[START]
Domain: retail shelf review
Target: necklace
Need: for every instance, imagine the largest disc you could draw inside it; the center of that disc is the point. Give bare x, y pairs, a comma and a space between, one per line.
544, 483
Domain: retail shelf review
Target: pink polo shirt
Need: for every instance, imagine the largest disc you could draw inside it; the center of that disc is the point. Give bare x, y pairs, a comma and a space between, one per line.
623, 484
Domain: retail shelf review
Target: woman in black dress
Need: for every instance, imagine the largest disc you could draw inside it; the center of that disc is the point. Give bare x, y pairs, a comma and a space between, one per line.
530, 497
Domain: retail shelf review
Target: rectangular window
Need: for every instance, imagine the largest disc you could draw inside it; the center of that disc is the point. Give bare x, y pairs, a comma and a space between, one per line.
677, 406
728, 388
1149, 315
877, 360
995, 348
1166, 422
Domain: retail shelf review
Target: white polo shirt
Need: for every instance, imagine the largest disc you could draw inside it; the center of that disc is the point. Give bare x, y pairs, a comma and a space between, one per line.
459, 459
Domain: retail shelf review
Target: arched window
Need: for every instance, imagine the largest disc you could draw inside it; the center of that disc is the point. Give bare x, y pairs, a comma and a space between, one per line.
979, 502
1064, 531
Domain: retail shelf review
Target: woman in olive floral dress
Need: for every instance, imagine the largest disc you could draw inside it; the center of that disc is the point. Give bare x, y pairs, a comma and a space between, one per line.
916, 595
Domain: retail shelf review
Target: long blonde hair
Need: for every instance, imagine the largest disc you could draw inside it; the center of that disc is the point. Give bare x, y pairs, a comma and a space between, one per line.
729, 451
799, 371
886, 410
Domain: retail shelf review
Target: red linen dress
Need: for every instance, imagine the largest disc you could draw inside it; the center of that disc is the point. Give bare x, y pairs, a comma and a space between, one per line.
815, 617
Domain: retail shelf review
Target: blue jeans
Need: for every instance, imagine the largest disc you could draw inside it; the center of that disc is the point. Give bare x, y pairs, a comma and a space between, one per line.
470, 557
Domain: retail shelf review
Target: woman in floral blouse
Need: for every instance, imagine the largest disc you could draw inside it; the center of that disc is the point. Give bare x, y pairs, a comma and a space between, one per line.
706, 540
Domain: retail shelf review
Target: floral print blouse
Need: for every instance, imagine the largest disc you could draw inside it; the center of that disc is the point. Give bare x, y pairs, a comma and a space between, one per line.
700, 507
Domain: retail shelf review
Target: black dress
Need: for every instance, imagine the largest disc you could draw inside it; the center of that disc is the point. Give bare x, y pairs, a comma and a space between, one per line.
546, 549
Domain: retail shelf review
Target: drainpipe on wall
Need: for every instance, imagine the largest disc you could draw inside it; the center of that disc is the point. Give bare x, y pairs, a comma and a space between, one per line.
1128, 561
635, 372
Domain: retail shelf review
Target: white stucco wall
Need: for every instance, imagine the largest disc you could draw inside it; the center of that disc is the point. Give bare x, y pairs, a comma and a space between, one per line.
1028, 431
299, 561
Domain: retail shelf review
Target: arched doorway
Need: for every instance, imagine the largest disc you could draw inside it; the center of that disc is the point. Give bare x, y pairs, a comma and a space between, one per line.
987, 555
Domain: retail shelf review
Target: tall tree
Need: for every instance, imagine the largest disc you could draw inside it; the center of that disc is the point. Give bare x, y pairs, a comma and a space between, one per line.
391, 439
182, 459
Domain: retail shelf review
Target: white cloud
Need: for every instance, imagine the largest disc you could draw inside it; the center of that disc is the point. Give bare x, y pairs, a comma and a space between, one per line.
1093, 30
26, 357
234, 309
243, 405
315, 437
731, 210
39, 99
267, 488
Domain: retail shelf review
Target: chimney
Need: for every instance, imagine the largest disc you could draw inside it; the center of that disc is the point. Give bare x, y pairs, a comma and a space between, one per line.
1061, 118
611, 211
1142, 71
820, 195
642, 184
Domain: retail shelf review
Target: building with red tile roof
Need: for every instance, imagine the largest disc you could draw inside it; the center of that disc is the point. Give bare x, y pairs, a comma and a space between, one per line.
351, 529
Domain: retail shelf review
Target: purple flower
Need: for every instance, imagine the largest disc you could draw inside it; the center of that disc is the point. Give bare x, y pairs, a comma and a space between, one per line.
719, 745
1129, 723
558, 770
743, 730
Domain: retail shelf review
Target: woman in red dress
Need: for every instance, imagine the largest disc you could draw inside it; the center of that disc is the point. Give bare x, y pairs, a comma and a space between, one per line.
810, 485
[END]
Write the whole listing out again. Keep every line exactly as it is.

Domain: retail shelf review
Target: necklace
Need: for every instance, imagine the largest disc you could draw inside it; the center of that disc is the point. Give bare x, y pairs, a comma and a space between, one per line.
544, 483
Domain: retail shelf review
Target: pink polo shirt
Need: for every instance, imagine the largest disc you could draw inside it; the center of that disc is the point. Give bare x, y pairs, a comma and a space between, one per line.
623, 484
Domain: retail shelf review
Target: woman in black dress
Need: for every instance, imagine the largest disc you could draw inside it; the center of that disc is the point. Give bare x, y pairs, a comma and a space between, one per line.
530, 497
Domain: retail shelf review
Target: rectangular window
Need: for every instance, imagine the largest disc you could draw inside it; the center of that disc is the point. Give bare x, y pairs, a comma and a space between, one per line.
677, 406
728, 388
1149, 315
877, 360
995, 348
1166, 422
Domain: retail shelf review
Target: white polo shirt
Need: for every instance, imagine the largest disc you could draw inside it; the center of that disc is the point. Give bare x, y pairs, a comma and a space between, one per line.
459, 459
Domain: retail shelf review
Target: arched window
Need: for every instance, imagine the largest disc you could draw inside it; the center of that disc is the point. Give bare x, y pairs, a comma and a space between, one per line.
979, 502
1064, 531
Domain: retail shelf review
Target: woman in olive floral dress
Need: for every instance, imagine the largest disc you could draw inside it; the center of that disc is the point. Give bare x, y pairs, a comma and a space between, one per line.
916, 595
Domain: retail shelf review
Target: long blonde hair
Need: for every instance, imagine the largest disc you could draw inside it; the center of that disc is the point. Give bare x, y pairs, a comma and a space between, one per line.
729, 451
799, 371
886, 410
Domain: retail shelf review
Target: red linen dress
Need: for every instance, imagine the largest disc you could draw inside it; the center of that disc is the point. Give bare x, y pairs, a comma and a space between, one per line.
815, 617
Domain: retail shelf review
Target: blue jeans
Need: for every instance, imagine the largest disc you could draw inside it; the center of that disc is the point. Give bare x, y pairs, a comma and a space between, one per line.
470, 557
Domain: retail shelf review
Target: woman in floral blouse
Need: for every instance, imagine the largest disc you could draw inside it; the center of that disc is the point. Give bare x, y pairs, a comma and a space between, one per line.
706, 540
Domain: retail shelf review
Target: floral print blouse
Need: for every instance, imagine the largest disc you could draw inside it; the center of that disc is the point. Give bare x, y pairs, a comma and a space between, one per line.
700, 507
Domain: retail shelf review
Target: black dress
Need: for every instance, imagine the largest disc you could draw inside it; the center of that disc is the point. Give bare x, y pairs, a comma and a space between, one per line.
546, 549
Domain: retail shelf review
Target: drainpipe on wall
Need: for every instance, imagine the largest disc you could draw inside it; the center of that disc is the point. Give bare x, y pairs, a comma and a space between, one per line.
1128, 561
635, 372
Domain: retail shelf review
Target: white stucco wall
Need: for every instance, imagine the largest disc you could draw inside it; the center of that disc is the point. Give bare x, y pairs, a comma and a space between, one per line.
1028, 431
299, 561
Domain: retail shelf review
Target: arched doorway
Need: for every instance, imagine the largest disc you could draw inside it; the center of that disc is the point. Give bare x, y pairs, a comma and a space between, one per line.
987, 555
Domain: retail shelf review
Target: tall tree
Need: for every instance, imagine the largest disc you could draw inside it; the center of that disc is the point. Give bare x, y pairs, a comma and a space between, one per line.
391, 439
182, 459
Domain: retail shelf review
Target: white cloud
Need: for every instance, imagine the largest disc you could draw inside it; the center of that disc is the point. Give bare x, y pairs, a comma and a space between, one per line.
1093, 30
26, 357
234, 309
243, 405
315, 437
731, 210
39, 99
267, 488
Domain: retail shelf review
Target: chimney
Need: for every instance, imagine the largest disc you could draw inside it; the center of that disc is the point. Give bare x, y pairs, a comma and a space between, one per line.
1061, 118
611, 211
1142, 71
820, 195
642, 184
Domain: retail shelf review
Target: building with red tile roof
Need: for every instance, imagine the largest disc you could draw inside it; the center of that disc is the point. Give bare x, y pairs, a comma and a space between, one per line.
351, 529
Domain: retail shelf review
Target: purple flower
Need: for every instance, imagine the largest disc you could draw inside it; the center of that disc is the point. Give bare x, y pairs, a comma and a space between, one per line.
719, 745
1129, 723
558, 770
743, 730
Domain: retail shelf review
Target: woman in red dress
Need: for every instance, imagine the largest disc you could draw inside it; the center of that disc is the point. Give bare x, y pairs, a comma and a space between, one per line.
810, 485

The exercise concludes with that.